# Task goal
In full and without alteration, give the listing again.

---------- Information supplied

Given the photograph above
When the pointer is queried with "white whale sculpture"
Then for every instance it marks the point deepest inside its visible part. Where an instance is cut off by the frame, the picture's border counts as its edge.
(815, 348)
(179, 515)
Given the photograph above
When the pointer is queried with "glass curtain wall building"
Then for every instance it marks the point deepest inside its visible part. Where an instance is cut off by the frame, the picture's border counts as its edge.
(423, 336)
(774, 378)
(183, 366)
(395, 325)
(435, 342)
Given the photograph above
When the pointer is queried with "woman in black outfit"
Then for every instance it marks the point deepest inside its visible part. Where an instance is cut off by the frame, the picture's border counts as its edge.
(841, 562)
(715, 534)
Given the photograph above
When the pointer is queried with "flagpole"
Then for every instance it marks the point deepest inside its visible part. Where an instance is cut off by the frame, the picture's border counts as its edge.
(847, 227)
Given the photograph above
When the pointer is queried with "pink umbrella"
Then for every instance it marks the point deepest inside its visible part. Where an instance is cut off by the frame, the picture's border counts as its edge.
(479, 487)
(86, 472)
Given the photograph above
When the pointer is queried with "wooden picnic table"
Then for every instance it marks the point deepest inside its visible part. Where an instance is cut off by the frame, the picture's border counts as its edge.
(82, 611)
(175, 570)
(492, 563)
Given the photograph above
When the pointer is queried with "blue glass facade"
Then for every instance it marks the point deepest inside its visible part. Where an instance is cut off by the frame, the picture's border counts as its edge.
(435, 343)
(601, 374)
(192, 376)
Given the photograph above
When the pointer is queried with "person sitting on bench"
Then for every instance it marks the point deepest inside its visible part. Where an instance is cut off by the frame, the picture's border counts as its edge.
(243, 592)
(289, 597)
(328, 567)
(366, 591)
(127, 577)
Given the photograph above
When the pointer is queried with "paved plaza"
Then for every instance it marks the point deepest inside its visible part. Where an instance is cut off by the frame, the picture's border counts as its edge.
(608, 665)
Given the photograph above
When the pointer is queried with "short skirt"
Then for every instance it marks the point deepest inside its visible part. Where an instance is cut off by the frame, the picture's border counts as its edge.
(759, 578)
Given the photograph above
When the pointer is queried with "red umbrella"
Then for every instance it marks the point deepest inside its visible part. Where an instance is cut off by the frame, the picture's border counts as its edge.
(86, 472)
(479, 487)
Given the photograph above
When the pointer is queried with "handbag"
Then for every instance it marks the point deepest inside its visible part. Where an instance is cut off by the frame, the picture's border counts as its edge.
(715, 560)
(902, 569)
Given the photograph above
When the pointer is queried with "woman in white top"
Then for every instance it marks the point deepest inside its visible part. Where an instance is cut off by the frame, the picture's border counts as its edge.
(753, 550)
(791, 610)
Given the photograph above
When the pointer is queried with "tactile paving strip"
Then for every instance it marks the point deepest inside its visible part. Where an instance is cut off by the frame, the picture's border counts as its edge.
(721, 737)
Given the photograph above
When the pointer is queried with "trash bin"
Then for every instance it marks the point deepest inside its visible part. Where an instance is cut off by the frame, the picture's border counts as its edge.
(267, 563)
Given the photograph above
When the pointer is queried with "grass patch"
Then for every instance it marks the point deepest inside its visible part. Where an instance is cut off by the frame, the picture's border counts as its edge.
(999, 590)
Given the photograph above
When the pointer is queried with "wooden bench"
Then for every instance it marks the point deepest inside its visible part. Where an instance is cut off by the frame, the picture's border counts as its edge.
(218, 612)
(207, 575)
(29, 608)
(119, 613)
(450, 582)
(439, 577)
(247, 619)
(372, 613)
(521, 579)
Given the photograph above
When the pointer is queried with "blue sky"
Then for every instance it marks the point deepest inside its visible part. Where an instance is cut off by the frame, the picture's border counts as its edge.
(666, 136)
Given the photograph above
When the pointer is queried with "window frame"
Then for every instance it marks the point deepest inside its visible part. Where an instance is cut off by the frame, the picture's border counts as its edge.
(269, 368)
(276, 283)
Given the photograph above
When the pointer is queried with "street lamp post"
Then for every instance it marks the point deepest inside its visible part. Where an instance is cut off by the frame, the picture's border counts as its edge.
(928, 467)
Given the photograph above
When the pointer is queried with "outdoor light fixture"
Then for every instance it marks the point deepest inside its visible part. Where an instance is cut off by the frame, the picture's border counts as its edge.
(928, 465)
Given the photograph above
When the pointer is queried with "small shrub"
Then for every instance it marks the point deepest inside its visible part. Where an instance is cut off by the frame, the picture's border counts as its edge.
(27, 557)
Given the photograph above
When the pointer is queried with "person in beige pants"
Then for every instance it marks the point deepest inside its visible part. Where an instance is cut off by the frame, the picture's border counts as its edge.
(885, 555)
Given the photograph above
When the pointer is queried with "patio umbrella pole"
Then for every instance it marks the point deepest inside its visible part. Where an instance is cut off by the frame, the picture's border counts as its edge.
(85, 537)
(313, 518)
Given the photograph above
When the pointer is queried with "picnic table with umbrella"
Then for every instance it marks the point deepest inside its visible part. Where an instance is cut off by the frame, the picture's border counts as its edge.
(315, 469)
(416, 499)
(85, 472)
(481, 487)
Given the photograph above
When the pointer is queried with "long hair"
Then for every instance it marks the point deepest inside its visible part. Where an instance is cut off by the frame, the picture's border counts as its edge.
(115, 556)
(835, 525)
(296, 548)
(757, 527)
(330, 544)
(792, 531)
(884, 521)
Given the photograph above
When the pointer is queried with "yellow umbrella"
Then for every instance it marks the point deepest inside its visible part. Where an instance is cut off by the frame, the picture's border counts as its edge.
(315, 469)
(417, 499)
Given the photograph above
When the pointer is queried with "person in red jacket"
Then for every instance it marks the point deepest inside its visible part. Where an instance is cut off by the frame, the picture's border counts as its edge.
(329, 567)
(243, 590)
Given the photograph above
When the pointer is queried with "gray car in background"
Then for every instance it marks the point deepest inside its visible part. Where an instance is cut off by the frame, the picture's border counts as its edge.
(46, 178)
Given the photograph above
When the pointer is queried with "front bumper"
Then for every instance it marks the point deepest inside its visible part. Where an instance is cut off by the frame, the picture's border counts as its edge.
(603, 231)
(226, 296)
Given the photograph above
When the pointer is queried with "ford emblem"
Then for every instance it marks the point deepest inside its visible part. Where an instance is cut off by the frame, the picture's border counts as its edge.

--------------------

# Expected output
Given the photograph above
When the pointer is queried with "white whale sculpture"
Then for every instance it marks the point deepest inside its visible part. Where an instance is cut off by the frame, the picture's border counts as its edge.
(815, 348)
(179, 515)
Given the photograph above
When the pointer is queried with "glass curtain wall building"
Then for every instance it marks the point deepest inside its visible part. Where an instance is cut off by the frame, the picture's border counts as its edge.
(423, 336)
(774, 378)
(183, 366)
(395, 325)
(435, 342)
Given the photograph above
When the pointer is queried with "woman in black outfit"
Then for every instance it marks the point deepest inside its visible part. Where an instance is cut off by the frame, the picture's border counts as its edge.
(841, 562)
(715, 534)
Given the photograph above
When the pointer is queried with "flagpole"
Then for every instance it marks the point deepest inside its visible part. Where an instance is cut off by the frame, the picture's border counts as its edge.
(847, 227)
Given the photograph above
When the pointer is queried with "pink umbrella"
Then for every instance it marks the point deepest inside its visible part. Where an instance is cut off by the frame, the picture's border counts as its edge.
(479, 487)
(86, 472)
Given the photograph above
When the pointer is queried with "wooden picnic table"
Then for every instance it marks the point deepest inside its visible part. Where an instance is cut off by the frame, the picture's border counts as its edge.
(82, 611)
(175, 570)
(492, 563)
Given the photograph above
When the pointer is queried with "blue glass facade"
Then for every instance it marks the point deepest inside its visible part. Where an instance is cut off by the frame, the picture's border counts as its edge.
(435, 343)
(601, 374)
(192, 376)
Given the photograph above
When the pointer is queried with "person sitting on bench"
Then for every instance it marks the point deepest inside its visible part. Where an instance is cut off by the frame, the picture's border counts as its edge.
(243, 592)
(289, 597)
(328, 567)
(366, 591)
(127, 577)
Given the photograph above
When the pointer is queried with "paved plaza"
Then for every instance it marks the point deepest inside its visible part. Where an instance is cut off by the frame, the picture's border counts as its edge.
(608, 665)
Given the photograph above
When the pointer is queried with "short skirt"
Then for every instance it marks the point deepest inside its visible part. Where an instance is cut off by the frame, the picture's border counts as its edge.
(759, 578)
Given the photograph above
When the pointer is queried with "red umbrella"
Then for every instance it marks the point deepest inside its visible part. Where an instance is cut off by the frame, the picture's border counts as its edge.
(86, 472)
(479, 487)
Given the photograph above
When the pointer is queried with "handbag"
Then for every instance it marks the point deepest inside its visible part. Where an instance is cut off by the frame, the picture's border counts as its edge.
(715, 560)
(902, 569)
Given the photograph above
When the pointer is queried with "woman in white top"
Then for every instance it marks the point deepest inside its visible part. Where an instance is cut off by the frame, the picture's border counts as its edge.
(753, 550)
(791, 610)
Given the photograph above
When the pointer is queried with "tactile paving strip"
Then for every instance it marks the point deepest inside its visible part. Where an instance is cut off by the frame, the picture's border counts as its edge.
(721, 737)
Given the photograph above
When the pointer is queried with "trash bin"
Then for every instance it marks the point deepest inside its visible part. Where an instance is cut off by the frame, the picture's border counts as its edge.
(267, 563)
Given the photograph above
When the pointer is queried with "grass patch"
Then for every instance it marks the point deepest inside its visible part. Where an instance is cut off by the frame, the picture's border counts as its edge.
(999, 590)
Given the photograph above
When the pointer is queried with "wooden bench"
Then for every instance it marks the point deepest inside its visible part. Where an instance is cut off by the frame, the picture's border counts as its edge.
(218, 612)
(207, 575)
(29, 608)
(119, 613)
(450, 582)
(439, 577)
(247, 619)
(372, 613)
(521, 579)
Given the photograph above
When the pointer is queried with "blue sky"
Then for every instance it marks the point deepest inside its visible part. Where an instance is cut off by the frame, the picture's border counts as its edge.
(666, 136)
Given the photograph above
When the pointer is queried with "window frame"
Then for every instance it marks the point deepest inside its visible part. Where an instance is cut off by the frame, the picture's border counts as its edge.
(269, 368)
(276, 283)
Given the photograph above
When the pointer is queried with "street lamp post"
Then for every instance it marks the point deepest inside its visible part. Where an instance is cut off by the frame, the picture's border counts as its edge.
(928, 467)
Given the photograph above
When the pointer is queried with "outdoor light fixture"
Then for every instance it marks the point deepest inside its visible part. Where an instance is cut off by the frame, the picture's border counts as its edge.
(928, 465)
Given the photograph above
When the pointer is queried with "small shrub"
Then for every instance it marks the point deepest inside its visible part. Where an instance is cut off by the frame, the picture's border counts as its edge.
(27, 557)
Given the photograph above
When the pointer is queried with "person in beige pants"
Then for every instance it marks the point deepest inside its visible part. Where an instance is cut off by the frame, the picture's border counts as its edge.
(885, 555)
Given the photograph above
When the pointer is queried with "patio umbrella pole"
Then for every instance it marks the point deepest inside its visible part. Where an instance is cut off by the frame, the picture's border counts as its edge.
(85, 537)
(313, 518)
Given the photograph above
When the pointer is queried with "picnic table with umbrella"
Then for every instance it marks the point deepest inside its visible part. Where an instance is cut off by the frame, the picture's border counts as its edge.
(315, 469)
(416, 499)
(85, 472)
(481, 487)
Given the photograph above
When the pointer is queried with "long hair"
Then for every instance it marks the point deepest inside its visible part. Where an instance is cut off by the frame, the picture's border counts as its edge.
(115, 556)
(835, 525)
(296, 548)
(757, 527)
(330, 544)
(792, 531)
(884, 521)
Given the photograph above
When the pointer is queried with "yellow umbrella"
Then for every instance it marks the point deepest inside its visible part. Where an instance is cut off by the frame, the picture's border counts as its edge.
(315, 469)
(417, 499)
Given the photograph above
When the pointer is queried with "person in red jacket"
Then for every instance it marks the point deepest inside its visible part. Where an instance is cut off by the frame, the picture's border counts as its edge.
(329, 567)
(243, 590)
Given the photograph above
When the pointer is queried with "gray car in background"
Then for every instance it marks the point deepest inside its visible part. Where an instance is cut off by the frame, the picture's border counts as its edge.
(46, 178)
Given the photograph above
When the pointer is queried with "front bumper"
Then for every instance it marks the point deepest inside its visible part. Where an instance is cut off by the frame, the picture's border counts as its edge.
(603, 231)
(226, 296)
Given the photograph above
When the pointer is queried with "ford emblem"
Then for every instance it marks the point deepest inside its visible part. Where an instance is cut off by the frame, the picture's border counts as its edge.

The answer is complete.